TO-DO LIST —
a) In the listing, begin at its first line and stop after the line that contains "x=275, y=170". Rewrite those lines, swapping "elephant leg" for "elephant trunk" and leaving everything else as it is.
b) Extend the biography of Christopher Alexander Hagerman, picking up after its last sentence.

* START PAGE EXCERPT *

= Christopher Alexander Hagerman =

Upper Canada lawyer, militia officer, politician and judge

Christopher Alexander Hagerman, (28 March 1792 - 14 May 1847) was a Canadian militia officer, lawyer, administrator, politician and judge.

==Early life and family==
Known during his adult life as 'Handsome Kit', Hagerman was born at the Bay of Quinte, Adolphustown, Ontario, just west of Kingston, Ontario. He was a son of United Empire Loyalist Major Nicholas Hagerman (1761–1819) J.P., and his wife Anne (1758–1847), daughter of John and Mary (Campbell) Fisher, formerly of Killin.

Kit's grandfather, Christopher Hagerman (b.1722), was a Dutch officer in the service of the Prussian Army who had fought for George II of Great Britain at the Battle of Culloden, 1746. Following the Battle of Quebec (1759), he was granted 2,000 acres in Albany, New York. During the American Revolutionary War, Hagerman's father (Nicholas) came under suspicion from the Commission for Detecting and Defeating Conspiracies, and went over to the British in 1778.

* END PAGE EXCERPT *
* START DATA PROVIDED *

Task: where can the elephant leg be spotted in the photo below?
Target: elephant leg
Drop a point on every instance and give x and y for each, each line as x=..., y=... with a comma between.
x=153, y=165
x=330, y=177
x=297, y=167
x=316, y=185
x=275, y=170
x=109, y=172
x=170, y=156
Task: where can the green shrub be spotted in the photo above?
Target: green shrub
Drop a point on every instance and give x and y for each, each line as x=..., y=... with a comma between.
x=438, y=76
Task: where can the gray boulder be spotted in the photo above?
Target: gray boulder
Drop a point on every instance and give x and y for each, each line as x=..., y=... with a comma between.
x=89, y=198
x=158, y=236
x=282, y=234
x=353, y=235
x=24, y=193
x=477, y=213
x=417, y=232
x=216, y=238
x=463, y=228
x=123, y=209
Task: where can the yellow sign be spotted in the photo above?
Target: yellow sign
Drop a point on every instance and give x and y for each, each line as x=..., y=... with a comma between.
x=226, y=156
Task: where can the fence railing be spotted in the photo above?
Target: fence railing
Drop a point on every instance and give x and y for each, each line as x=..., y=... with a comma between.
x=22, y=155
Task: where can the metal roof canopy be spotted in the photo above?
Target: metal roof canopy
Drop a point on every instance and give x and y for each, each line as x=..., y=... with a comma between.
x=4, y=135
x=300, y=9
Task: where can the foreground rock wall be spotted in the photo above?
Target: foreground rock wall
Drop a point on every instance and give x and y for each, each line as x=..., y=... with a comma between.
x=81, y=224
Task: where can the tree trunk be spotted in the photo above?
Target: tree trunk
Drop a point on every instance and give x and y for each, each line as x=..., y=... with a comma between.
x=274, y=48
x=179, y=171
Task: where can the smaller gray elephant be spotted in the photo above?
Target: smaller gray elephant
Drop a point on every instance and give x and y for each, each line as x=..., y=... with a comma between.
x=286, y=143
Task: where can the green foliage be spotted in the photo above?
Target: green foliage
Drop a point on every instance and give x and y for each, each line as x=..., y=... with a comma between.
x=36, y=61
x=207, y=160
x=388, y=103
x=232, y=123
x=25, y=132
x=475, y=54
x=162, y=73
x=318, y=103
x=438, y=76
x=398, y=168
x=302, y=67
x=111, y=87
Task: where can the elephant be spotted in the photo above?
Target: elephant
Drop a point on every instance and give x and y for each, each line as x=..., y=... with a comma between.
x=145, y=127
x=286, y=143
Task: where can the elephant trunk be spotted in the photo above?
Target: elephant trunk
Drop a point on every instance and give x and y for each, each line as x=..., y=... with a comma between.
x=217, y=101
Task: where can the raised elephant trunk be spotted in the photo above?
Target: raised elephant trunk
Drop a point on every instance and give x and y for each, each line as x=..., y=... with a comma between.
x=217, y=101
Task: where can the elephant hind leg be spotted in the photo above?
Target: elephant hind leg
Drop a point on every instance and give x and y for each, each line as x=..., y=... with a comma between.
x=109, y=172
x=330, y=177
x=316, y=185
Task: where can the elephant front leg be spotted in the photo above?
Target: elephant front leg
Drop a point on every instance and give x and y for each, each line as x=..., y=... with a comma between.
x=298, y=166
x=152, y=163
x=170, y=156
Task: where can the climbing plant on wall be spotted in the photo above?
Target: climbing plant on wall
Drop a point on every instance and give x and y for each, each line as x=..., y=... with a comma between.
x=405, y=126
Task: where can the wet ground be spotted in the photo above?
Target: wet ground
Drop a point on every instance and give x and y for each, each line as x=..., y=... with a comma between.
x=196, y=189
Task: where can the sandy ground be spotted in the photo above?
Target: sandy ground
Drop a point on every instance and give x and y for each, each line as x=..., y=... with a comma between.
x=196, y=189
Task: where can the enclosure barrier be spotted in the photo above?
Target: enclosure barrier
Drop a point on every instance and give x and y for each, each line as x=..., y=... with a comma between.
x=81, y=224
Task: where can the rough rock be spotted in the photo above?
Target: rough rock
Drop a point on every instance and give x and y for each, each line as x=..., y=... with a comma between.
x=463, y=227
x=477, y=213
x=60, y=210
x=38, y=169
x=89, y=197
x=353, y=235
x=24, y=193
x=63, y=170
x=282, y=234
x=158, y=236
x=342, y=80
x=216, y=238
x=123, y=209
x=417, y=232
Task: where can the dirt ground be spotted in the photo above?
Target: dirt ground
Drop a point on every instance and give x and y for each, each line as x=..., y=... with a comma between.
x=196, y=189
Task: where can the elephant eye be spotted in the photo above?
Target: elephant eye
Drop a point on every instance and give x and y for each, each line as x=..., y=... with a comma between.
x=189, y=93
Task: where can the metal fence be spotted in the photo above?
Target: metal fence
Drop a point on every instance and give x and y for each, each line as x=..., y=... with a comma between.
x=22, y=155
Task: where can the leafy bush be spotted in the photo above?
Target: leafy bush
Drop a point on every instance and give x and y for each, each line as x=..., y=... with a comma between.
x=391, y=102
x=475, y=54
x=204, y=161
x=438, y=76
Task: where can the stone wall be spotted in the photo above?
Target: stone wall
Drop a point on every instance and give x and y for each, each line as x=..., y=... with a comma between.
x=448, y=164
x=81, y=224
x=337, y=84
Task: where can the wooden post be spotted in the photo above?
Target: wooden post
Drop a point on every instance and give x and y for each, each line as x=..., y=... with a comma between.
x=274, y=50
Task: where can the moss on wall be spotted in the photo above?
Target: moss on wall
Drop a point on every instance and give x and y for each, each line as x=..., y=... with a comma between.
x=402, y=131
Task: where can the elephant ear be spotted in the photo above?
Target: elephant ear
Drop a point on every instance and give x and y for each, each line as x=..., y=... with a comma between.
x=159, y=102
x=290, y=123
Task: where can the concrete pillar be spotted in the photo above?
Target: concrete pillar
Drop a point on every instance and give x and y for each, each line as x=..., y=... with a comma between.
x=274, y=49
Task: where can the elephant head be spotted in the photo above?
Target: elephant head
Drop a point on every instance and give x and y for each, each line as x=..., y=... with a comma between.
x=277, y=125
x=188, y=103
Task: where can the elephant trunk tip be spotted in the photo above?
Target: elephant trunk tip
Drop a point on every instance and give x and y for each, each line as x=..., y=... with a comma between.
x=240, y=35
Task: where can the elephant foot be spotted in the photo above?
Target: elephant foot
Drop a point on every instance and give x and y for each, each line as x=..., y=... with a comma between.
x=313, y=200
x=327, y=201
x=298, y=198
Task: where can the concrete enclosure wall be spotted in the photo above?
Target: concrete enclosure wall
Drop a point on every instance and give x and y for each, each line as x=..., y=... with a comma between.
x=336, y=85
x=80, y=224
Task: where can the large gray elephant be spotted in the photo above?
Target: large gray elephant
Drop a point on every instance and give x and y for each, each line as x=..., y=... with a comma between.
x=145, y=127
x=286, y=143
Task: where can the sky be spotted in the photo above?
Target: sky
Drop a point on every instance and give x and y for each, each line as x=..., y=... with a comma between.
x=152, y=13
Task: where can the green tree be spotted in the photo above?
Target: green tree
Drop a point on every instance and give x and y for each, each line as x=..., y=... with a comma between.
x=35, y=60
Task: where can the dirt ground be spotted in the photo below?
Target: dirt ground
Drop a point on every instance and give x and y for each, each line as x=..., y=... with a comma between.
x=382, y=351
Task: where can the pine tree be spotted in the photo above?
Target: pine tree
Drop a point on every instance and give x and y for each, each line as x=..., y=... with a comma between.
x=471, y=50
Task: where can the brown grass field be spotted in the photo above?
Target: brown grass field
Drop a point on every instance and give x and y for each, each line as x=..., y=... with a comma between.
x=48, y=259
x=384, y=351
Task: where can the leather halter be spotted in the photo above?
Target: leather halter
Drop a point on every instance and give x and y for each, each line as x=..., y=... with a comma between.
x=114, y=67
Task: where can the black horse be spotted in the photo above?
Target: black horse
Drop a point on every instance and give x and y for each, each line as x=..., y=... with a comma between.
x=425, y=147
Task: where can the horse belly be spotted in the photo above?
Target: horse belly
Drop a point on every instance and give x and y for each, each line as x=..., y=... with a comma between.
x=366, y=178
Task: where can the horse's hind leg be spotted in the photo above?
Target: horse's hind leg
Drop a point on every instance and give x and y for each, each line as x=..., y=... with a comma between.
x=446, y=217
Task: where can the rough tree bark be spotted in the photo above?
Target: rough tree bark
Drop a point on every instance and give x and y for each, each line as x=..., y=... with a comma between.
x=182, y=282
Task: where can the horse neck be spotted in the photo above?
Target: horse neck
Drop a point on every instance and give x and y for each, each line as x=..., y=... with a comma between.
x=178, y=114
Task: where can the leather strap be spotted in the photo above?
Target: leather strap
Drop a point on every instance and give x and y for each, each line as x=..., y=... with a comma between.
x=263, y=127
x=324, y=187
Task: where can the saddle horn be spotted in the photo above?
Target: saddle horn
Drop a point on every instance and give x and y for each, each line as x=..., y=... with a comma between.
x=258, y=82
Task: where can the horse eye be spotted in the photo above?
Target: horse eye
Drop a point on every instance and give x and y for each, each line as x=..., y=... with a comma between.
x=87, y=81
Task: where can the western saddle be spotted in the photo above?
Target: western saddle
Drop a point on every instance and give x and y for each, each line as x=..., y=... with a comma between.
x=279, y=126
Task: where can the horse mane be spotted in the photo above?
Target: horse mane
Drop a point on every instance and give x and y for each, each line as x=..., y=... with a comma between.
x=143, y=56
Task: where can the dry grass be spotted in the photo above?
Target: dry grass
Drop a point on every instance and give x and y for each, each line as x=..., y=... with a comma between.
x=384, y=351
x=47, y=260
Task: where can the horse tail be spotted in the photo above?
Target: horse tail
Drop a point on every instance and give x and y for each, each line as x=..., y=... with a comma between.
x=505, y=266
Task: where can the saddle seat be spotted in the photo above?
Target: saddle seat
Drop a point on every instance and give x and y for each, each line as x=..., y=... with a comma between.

* END DATA PROVIDED *

OUTPUTS FOR THE TASKS —
a)
Task: where can the elephant trunk be spotted in the photo below?
Target: elephant trunk
Drop a point on every instance and give x and y for each, each line as x=..., y=... with a comma between.
x=153, y=165
x=330, y=177
x=297, y=167
x=316, y=185
x=275, y=170

b)
After relocating to Lower Canada, some 200 km. north of Albany, in 1783, on completion of the war, Nicholas Hagerman signed with Captain Alexander White's company of Associated Loyalists. He settled the next year with his servant in the village of Adolphustown, with the help of local notable Peter Van Alstine. Kit Hagerman's uncle, Judge Alexander Fisher (1756–1830) M.P., of Adolphustown, was the father of Helen and Henrietta Fisher, who married the brothers Thomas Kirkpatrick and Judge Stafford Kirkpatrick respectively.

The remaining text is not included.